The exercise asks for every line of the data to be reproduced exactly.

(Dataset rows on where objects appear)
══════

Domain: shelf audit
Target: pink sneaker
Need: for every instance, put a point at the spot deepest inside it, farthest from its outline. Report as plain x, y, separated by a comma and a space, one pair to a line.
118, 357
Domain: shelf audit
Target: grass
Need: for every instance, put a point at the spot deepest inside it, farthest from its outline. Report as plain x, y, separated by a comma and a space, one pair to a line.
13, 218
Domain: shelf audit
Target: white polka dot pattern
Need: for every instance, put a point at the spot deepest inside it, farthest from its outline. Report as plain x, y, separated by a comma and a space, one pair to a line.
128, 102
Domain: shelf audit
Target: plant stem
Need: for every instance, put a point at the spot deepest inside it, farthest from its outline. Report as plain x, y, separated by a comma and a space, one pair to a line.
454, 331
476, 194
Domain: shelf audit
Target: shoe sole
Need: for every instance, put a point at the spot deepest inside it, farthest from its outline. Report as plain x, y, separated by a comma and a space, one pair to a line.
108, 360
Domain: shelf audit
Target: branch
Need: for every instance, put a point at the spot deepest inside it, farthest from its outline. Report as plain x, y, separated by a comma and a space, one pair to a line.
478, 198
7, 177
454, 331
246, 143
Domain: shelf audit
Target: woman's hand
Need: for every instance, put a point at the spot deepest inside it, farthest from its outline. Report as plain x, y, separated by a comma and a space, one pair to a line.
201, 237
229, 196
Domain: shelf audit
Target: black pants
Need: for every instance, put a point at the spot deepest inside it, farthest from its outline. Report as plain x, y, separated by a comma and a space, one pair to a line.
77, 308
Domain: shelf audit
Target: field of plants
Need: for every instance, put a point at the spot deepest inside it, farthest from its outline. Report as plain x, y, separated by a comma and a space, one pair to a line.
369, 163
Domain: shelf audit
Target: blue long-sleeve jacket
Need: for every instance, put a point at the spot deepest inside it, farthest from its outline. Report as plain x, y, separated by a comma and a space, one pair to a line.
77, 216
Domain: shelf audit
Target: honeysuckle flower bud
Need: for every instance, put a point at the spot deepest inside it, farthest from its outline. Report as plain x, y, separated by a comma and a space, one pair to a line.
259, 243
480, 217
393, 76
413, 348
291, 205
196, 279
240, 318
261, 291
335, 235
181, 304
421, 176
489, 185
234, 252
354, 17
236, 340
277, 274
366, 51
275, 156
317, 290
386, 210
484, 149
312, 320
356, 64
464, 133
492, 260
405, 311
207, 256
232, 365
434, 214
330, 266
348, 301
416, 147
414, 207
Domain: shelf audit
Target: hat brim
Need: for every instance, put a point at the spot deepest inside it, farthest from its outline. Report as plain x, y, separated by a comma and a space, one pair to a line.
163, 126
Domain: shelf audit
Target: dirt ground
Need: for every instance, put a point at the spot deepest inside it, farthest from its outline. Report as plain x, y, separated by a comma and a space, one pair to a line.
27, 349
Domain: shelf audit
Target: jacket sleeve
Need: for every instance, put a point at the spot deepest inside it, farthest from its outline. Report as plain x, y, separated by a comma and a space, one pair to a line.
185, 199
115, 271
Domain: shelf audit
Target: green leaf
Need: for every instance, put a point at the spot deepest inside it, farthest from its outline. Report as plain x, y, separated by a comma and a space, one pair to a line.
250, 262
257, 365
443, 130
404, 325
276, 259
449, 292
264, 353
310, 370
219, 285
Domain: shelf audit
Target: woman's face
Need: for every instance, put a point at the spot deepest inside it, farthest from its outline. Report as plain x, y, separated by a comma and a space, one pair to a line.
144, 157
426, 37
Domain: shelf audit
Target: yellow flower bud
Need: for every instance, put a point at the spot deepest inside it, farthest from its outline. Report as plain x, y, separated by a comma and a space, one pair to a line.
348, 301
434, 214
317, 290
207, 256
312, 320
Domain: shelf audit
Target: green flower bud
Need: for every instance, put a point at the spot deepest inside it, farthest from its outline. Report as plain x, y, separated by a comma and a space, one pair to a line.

══════

OUTPUT FOR THIS TASK →
Domain: shelf audit
Target: pink sneaker
Need: for every instance, put a point at the spot deepest inside it, farthest from its outline. Report as plain x, y, separated by a comma and a space, one pair to a line.
118, 357
Domain: shelf audit
Target: grass
Need: for every instance, put a point at the spot deepest inside it, farthest from its outline. Report as plain x, y, separated by a comma and a space, one pair to a line.
13, 218
Domain: shelf audit
Target: white polka dot pattern
Need: for every instance, put a point at the spot deepest inside it, farthest from its outline. Report as plain x, y, separated by a comma and a space, one pair to a line.
128, 102
Domain: shelf audit
Target: plant stem
Need: for every instance, put a point at the spot deepest inside it, farthest from its outline. Report as plain x, y, separated by a comma and a space, one pair to a line.
454, 331
476, 194
Domain: shelf audit
Target: shoe sole
Need: for every instance, put a point at the spot deepest inside it, farthest from its outline. Report as plain x, y, separated by a comma and a space, one pair to a line.
108, 360
Domain: shelf audit
Target: branch
Need: for every instance, put a point at the spot deepest inside it, farthest from its outline. Report as plain x, y, separated by a comma and a space, one pair to a line.
478, 198
7, 177
454, 331
246, 143
Domain: shelf audit
Target: woman's hand
Need: for every instance, put a point at the spot deepest inside it, farthest from its outline. Report as plain x, y, separated by a comma and a space, one pair to a line.
201, 237
229, 196
Domain: shelf audit
Target: black pants
Need: for every instance, put a point at the spot deepest inside it, farthest from its outline. Report as plain x, y, separated by a comma and a space, one pair to a line.
77, 308
Domain: shelf audit
Target: field of plants
Need: for every instance, put a point at the spot deepest inside it, farthest from its outline. Report as plain x, y, separated by a comma and a space, one pair to a line.
369, 163
Domain: shelf audit
Target: blue long-sleeve jacket
Need: for every instance, put a point at the spot deepest inside it, farthest from its outline. Report as plain x, y, separated by a comma and a space, one pair to a line.
77, 216
Domain: shelf audit
Target: honeysuckle flower bud
Need: for every instance, put a point at the spot deepest inside it, farthest from its outline. Report as plain x, y, separated by a comma and a space, one pair to a line.
259, 243
480, 217
393, 76
413, 348
291, 205
196, 279
240, 318
261, 291
335, 235
181, 304
421, 176
489, 185
234, 252
354, 17
236, 340
277, 274
366, 51
275, 156
317, 290
386, 210
484, 149
312, 320
356, 64
464, 133
492, 260
405, 311
207, 256
232, 365
434, 214
330, 266
348, 301
416, 147
414, 207
Domain: shelf audit
Target: hat brim
Need: for every instance, put a point at the spot deepest inside it, farthest from its outline. Report as plain x, y, separated by a comma and a space, one pair to a line.
163, 126
Domain: shelf audit
Target: dirt ground
Need: for every instance, put a point at the spot deepest inside it, farthest from its outline. Report as plain x, y, separated by a comma and a space, one pair to a line.
27, 349
Domain: shelf audit
Target: jacket sleeve
Need: for every instance, put a point at the spot deepest inside it, farthest from its outline. Report as plain x, y, separated by a comma and a space, one pair to a line.
185, 199
115, 271
Domain: shelf audit
Target: green leaf
Need: for every instance, put a point at the spot deepest inside it, farthest from its outline. Report as plain x, y, separated by a comma and a space, one pair to a line.
250, 262
257, 365
443, 130
404, 325
276, 259
449, 292
264, 353
310, 370
219, 285
Domain: shelf audit
Target: woman's face
Need: for every instance, put a point at the spot deepest inside it, farthest from its outline. Report as plain x, y, separated by a comma and a space, one pair to a line.
144, 157
426, 37
Domain: shelf audit
Target: yellow flower bud
Need: for every instance, put a point at the spot deepest inside it, farthest from its outline. Report as plain x, y, separated by a comma and a space, one pair to a line.
348, 301
434, 214
317, 290
207, 256
312, 320
Domain: shelf audit
Target: green flower bud
Need: for every instance, put a point at the spot deepest inside it, farthest from its outline. Report as plain x, y, separated by a comma and a space, one pair to a line.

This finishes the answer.